> [SELECTED PASSAGE]:
Been thinking about rock critics, Robert Christgau in particular, for an upcoming project, and it seemed like a good time to post something here about those thoughts.

I'll get to Xgau in a bit, but I should start with a few others. The most influential rock critic to me was Greil Marcus. I've read him pretty much since he started writing. When I was a factory worker, his Mystery Train intrigued me enough that when I finally got to Cal as an undergrad, I wrote an American Studies major because that's what he'd done when he had been at Cal. Later, I had the pleasure of a period when he and I were both teaching in related departments, with offices around the corner from each other, giving me a chance to pick his brain.

He is also part of a line that led, if I can be presumptuous, to me, drawing attention to the ways we are influenced by those who came before. Pauline Kael is my biggest influence, and she was an influence on Marcus, as well. Knowing some of the professors at Cal that he had admired, I found myself taking courses from them and, when possible, having them on various committees I needed in grad school.

I once wrote, soon after the deaths of Kael and one of those Berkeley professors, the wonderful Michael Rogin:

Cultural critics like Pauline Kael and Michael Rogin are rare, but their influence is long lasting. We miss them when they are gone, but one can state with assurance (and without resorting to New Age mysticism) that in important ways, they aren't really gone at all. Their work lives on, and by "their work," I don't mean only the words they published. I mean that one day, a young scholar named Greil Marcus took a course from a professor named Rogin, he read a book by a critic named Pauline Kael, and the next thing you know, he was writing books of his own. I mean that one day, a young factory worker named Steven Rubio read one of those books Greil Marcus wrote, and with sudden (and unusual) clarity, knew the direction his life would necessarily take, and down the road, he was writing and teaching himself. I can think of no greater tribute to our late mentors, Kael and Rogin, than that I might just once provide inspiration for the next generation.

> [RECORDED DATA]:
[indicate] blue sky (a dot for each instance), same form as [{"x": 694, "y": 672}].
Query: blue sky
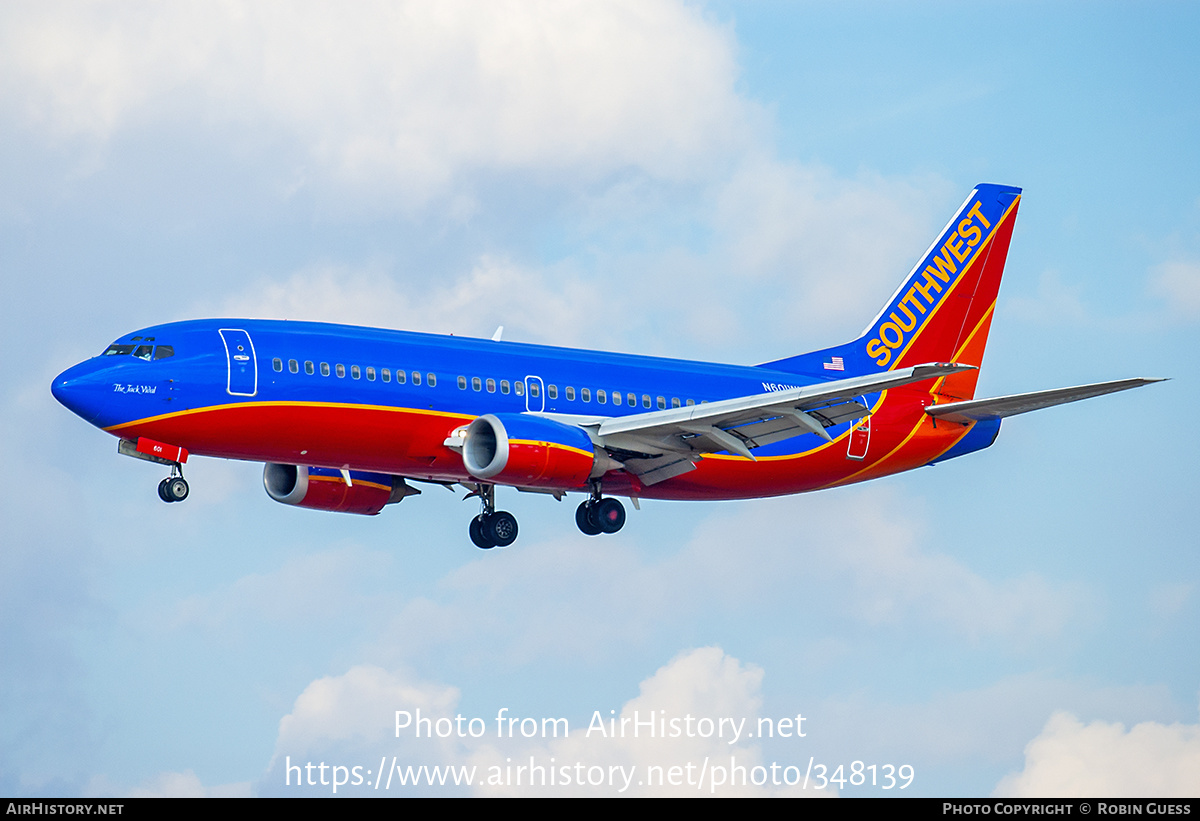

> [BRIEF]: Pick up the piece on rock critics and their influence where it stops, and carry it forward from its last sentence.

> [ANSWER BELOW]:
Robert Christgau was not that person for me. He was New York, Marcus was Berkeley. But I've been reading him almost as long as I've read Marcus. And the line of influences is complex, like in the case of Ann Powers, who I met when we were in grad school together. I admire her work tremendously. Over the course of her wide-ranging career, she found herself working with Christgau, and they were a great match. These connections often work their way into our souls indirectly, so when Ann wrote a truly beautiful essay, "As I Get Old", for an anthology of essays in honor of Christgau, she never mentioned The Dean, yet you could feel his presence all the same.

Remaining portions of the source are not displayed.